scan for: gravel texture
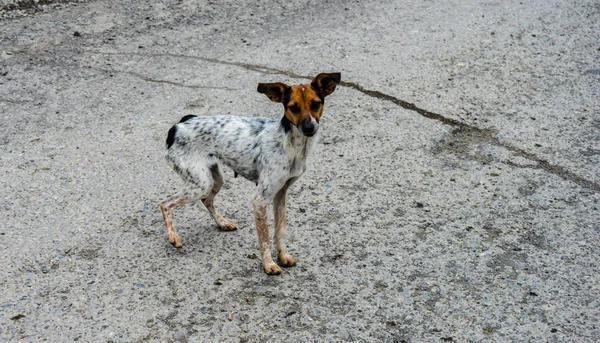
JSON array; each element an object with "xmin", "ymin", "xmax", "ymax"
[{"xmin": 1, "ymin": 0, "xmax": 599, "ymax": 342}]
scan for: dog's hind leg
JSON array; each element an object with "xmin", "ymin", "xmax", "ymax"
[
  {"xmin": 159, "ymin": 195, "xmax": 187, "ymax": 248},
  {"xmin": 160, "ymin": 163, "xmax": 214, "ymax": 248},
  {"xmin": 202, "ymin": 164, "xmax": 237, "ymax": 231}
]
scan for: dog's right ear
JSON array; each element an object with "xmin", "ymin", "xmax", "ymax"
[{"xmin": 257, "ymin": 82, "xmax": 290, "ymax": 103}]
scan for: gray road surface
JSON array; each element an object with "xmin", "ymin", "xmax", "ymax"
[{"xmin": 1, "ymin": 0, "xmax": 599, "ymax": 342}]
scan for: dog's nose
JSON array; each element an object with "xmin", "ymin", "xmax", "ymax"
[{"xmin": 299, "ymin": 118, "xmax": 318, "ymax": 137}]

┄┄┄┄┄┄┄┄┄┄┄┄┄┄┄┄┄┄┄┄

▶ [WORK INSTRUCTIONS]:
After locating the line with "scan for: gray road surface", please repeat it and every line after it exactly, through the end of the data above.

▶ [ANSWER BOX]:
scan for: gray road surface
JSON array; each element an object with "xmin", "ymin", "xmax", "ymax"
[{"xmin": 1, "ymin": 0, "xmax": 599, "ymax": 342}]
scan for: dog's nose
JSON array; each element an object with "xmin", "ymin", "xmax", "ymax"
[{"xmin": 299, "ymin": 118, "xmax": 318, "ymax": 137}]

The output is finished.